→ **The exercise**
Rewrite the records below, from the line containing "like (540, 44)." down to the end of the records, replacing "soccer goal" with "football goal" and leaving everything else unchanged.

Location identification items:
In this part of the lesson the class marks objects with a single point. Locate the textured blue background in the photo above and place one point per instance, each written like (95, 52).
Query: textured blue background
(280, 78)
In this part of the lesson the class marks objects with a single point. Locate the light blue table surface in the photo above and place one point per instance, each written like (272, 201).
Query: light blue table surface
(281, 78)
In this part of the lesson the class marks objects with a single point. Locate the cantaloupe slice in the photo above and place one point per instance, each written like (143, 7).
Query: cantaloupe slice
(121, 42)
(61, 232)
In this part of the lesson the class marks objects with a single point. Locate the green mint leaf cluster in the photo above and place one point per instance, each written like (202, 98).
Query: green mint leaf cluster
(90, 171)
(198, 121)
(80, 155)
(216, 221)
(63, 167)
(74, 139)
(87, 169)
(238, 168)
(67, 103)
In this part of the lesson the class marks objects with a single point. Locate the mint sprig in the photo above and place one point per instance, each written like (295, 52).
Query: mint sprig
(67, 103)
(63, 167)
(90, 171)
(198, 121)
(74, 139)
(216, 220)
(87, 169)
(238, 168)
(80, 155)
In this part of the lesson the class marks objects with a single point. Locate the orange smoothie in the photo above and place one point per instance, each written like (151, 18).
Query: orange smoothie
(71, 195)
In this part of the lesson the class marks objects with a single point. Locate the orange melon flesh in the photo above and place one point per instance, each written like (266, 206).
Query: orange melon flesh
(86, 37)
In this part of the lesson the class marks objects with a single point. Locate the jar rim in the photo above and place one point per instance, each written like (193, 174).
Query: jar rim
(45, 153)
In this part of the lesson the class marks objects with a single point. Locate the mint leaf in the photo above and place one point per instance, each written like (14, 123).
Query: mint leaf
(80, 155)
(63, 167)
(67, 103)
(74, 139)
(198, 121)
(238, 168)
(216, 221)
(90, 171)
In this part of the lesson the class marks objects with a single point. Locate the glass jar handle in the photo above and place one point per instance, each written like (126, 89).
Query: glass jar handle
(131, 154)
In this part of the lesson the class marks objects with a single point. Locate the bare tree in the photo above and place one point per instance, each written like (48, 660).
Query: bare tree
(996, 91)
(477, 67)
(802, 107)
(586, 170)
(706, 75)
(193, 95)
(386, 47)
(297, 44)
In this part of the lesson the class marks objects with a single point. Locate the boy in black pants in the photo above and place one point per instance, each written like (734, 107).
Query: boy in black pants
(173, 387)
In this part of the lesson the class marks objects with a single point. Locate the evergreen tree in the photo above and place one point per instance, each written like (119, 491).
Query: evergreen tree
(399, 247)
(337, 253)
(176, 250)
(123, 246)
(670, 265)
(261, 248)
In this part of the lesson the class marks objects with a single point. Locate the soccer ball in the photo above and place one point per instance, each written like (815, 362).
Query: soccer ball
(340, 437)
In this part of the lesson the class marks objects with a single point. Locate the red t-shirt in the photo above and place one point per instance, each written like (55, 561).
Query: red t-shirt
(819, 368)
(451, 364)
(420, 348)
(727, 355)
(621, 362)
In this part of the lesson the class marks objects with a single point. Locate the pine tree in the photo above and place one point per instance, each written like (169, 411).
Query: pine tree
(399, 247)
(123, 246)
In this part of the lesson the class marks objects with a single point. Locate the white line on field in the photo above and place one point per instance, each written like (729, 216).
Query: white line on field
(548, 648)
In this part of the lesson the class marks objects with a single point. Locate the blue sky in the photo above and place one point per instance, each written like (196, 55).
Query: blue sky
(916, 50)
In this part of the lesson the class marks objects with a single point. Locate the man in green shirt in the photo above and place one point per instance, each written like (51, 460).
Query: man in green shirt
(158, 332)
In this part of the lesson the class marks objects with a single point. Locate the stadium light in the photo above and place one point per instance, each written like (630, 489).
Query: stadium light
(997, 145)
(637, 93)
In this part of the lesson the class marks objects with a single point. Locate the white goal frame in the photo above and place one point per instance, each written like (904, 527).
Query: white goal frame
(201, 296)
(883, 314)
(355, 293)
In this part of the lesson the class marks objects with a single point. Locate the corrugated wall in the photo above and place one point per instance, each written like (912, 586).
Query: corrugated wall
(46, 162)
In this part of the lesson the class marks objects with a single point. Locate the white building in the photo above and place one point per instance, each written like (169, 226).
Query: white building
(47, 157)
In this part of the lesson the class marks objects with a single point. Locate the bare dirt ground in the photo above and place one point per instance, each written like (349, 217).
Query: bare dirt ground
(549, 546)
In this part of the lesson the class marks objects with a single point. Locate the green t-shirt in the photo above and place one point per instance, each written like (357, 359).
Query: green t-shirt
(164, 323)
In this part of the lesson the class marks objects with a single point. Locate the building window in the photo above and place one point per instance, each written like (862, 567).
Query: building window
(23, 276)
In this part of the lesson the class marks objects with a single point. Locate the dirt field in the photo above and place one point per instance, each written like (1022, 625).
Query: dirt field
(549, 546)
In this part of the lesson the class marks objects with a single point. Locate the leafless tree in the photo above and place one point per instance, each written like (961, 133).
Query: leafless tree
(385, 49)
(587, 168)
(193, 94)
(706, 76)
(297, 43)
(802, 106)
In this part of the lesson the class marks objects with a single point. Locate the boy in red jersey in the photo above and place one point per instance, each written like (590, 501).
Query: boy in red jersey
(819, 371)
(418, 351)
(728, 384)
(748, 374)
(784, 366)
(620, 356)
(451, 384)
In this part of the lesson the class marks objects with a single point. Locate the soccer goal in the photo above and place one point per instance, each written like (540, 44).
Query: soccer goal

→ **Problem solution**
In this part of the lesson the class marks objects with a single point. Locate the football goal in the photo above and place one point per instance, each written like (540, 44).
Query: football goal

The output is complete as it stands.